EXERCISE AIM: Rewrite every one of the rows below, putting "can you find" wherever "can you spot" appears and keeping everything else the same.

TASK INPUTS:
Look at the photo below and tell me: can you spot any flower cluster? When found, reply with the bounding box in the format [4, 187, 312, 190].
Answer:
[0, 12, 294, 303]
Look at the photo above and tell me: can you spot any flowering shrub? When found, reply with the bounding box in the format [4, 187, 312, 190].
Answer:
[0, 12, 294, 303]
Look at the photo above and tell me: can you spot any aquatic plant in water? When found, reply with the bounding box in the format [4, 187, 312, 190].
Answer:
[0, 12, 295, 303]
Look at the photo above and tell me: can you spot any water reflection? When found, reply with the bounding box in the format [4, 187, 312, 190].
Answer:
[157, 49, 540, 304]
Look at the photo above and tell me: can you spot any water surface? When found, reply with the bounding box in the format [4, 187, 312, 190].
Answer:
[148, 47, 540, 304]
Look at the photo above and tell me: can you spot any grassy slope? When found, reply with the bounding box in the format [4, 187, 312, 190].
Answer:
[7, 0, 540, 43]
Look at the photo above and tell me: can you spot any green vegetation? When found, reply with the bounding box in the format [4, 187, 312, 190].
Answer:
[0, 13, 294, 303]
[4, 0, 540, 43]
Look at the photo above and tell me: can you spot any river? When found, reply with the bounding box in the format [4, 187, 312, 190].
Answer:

OUTPUT FOR THIS TASK:
Look at the photo below and tell me: can you find any flower cluster? When found, reply with the bounding box in the format [4, 187, 312, 190].
Answer:
[0, 12, 294, 303]
Look at the photo above and tell me: can you find any flowering shrub? When found, reply with the bounding box in the format [4, 187, 312, 190].
Answer:
[0, 12, 294, 303]
Look at the photo above and tell me: can you find any aquatic plant in water? When found, reply with the bounding box in the format [4, 187, 312, 190].
Answer:
[0, 12, 295, 303]
Look at the photo above and tell me: can you find any water reflection? When found, reply with the bounding box in the format [4, 187, 312, 190].
Answer:
[157, 49, 540, 304]
Look at the photo above and tell me: can you find any water surface? When found, reply with the bounding box in the format [4, 187, 312, 190].
Answer:
[148, 47, 540, 304]
Look at the photo above and tell me: can you find any grassy slope? When found, reply with the bounding box in the format [4, 187, 312, 190].
Answer:
[7, 0, 540, 43]
Look at the photo above and tell me: can you find any green vegetation? When found, reply with the bounding box in the format [4, 187, 312, 190].
Answer:
[0, 13, 294, 303]
[4, 0, 540, 43]
Look at the photo above and tell me: can you find any river? When found, reply with the bounding box in the format [4, 187, 312, 190].
Answer:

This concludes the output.